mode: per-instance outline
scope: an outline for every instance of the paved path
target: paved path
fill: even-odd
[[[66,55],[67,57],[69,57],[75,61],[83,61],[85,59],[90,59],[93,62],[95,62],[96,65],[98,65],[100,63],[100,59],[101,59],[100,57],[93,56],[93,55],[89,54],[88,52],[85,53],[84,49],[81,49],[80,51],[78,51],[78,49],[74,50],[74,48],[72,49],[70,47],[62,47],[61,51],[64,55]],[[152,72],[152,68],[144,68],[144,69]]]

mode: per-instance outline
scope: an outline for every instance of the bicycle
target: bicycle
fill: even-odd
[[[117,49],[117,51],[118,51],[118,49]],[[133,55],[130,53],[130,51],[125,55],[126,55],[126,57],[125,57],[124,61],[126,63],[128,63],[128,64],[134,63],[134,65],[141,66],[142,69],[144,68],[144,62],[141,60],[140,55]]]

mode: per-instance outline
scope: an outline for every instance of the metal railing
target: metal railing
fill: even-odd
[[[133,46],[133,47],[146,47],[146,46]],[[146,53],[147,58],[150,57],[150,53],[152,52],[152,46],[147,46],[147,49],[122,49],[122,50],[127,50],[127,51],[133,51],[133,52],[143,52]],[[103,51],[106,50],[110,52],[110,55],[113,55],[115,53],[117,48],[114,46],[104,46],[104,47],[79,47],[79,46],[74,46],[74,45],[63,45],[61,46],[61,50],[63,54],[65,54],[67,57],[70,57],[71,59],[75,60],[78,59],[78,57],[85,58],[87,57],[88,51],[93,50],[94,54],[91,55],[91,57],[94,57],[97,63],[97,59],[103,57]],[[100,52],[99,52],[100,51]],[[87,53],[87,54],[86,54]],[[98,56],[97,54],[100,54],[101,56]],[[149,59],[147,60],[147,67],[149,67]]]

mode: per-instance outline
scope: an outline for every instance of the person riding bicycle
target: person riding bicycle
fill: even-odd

──────────

** TASK PROMPT **
Add -115 to every coordinate in the polygon answers, and write out every line of the entries above again, requests included.

** TASK RESULT **
mode: per-instance outline
scope: an outline for every instance of the paved path
target: paved path
fill: even-odd
[[[-49,-60],[-48,-58],[-46,-58],[-40,-54],[-32,-54],[-30,-56],[-25,-56],[-22,-53],[-20,-53],[-19,-50],[-17,-50],[-15,-52],[-15,-56],[-14,-56],[-15,-58],[-22,-59],[-22,-60],[-26,-61],[-27,-63],[-30,-62],[-31,-66],[-34,-66],[-35,-64],[-37,-64],[-37,-66],[-41,-65],[-41,-67],[-43,-66],[-45,-68],[-53,-68],[-54,-64],[-51,-60]],[[37,-43],[37,-47],[29,-47],[29,-46]]]

mode: per-instance outline
scope: an outline for every instance of the bicycle
target: bicycle
fill: even-odd
[[[2,-66],[2,-64],[3,-64],[3,-66]],[[18,-60],[15,-62],[15,-64],[10,-60],[11,-60],[11,-58],[10,-58],[9,-54],[11,-52],[13,-52],[13,-51],[19,-52],[19,-50],[26,-49],[27,-46],[29,-47],[29,-53],[26,-55],[25,-60]]]

mode: per-instance outline
scope: an outline for every instance of the metal railing
target: metal railing
fill: even-odd
[[[18,-69],[18,-68],[31,-68],[31,-69]],[[31,-62],[32,-57],[35,-58],[35,-62],[37,-63],[37,-69],[32,-69],[32,-66],[7,-66],[7,-65],[12,-65],[12,-64],[18,-64],[18,-63],[28,-63]],[[-12,-64],[-9,-65],[-5,-63],[-5,-60],[-2,-60],[0,-62],[2,-67],[-1,-69],[-11,-69],[-11,-68],[-36,-68],[-36,-69],[-41,-69],[-41,-70],[-52,-70],[-54,-69],[-54,-65],[-52,-61],[-50,-61],[-48,-58],[-45,-58],[-44,-56],[-40,-55],[-37,-56],[-37,-58],[-30,-57],[-28,-58],[-27,-64],[-22,-65],[-21,-61],[-24,-60],[-24,-58],[-21,-58],[-18,-52],[-18,-56],[-12,-58]],[[-15,-63],[-16,-63],[-15,-64]],[[-28,-62],[-28,-61],[-29,-61]],[[-17,-59],[-18,-61],[-15,-61],[-14,-59]],[[34,-56],[32,-55],[32,-48],[34,-48]]]

mode: per-instance outline
scope: an outline for every instance of the person riding bicycle
target: person riding bicycle
fill: even-odd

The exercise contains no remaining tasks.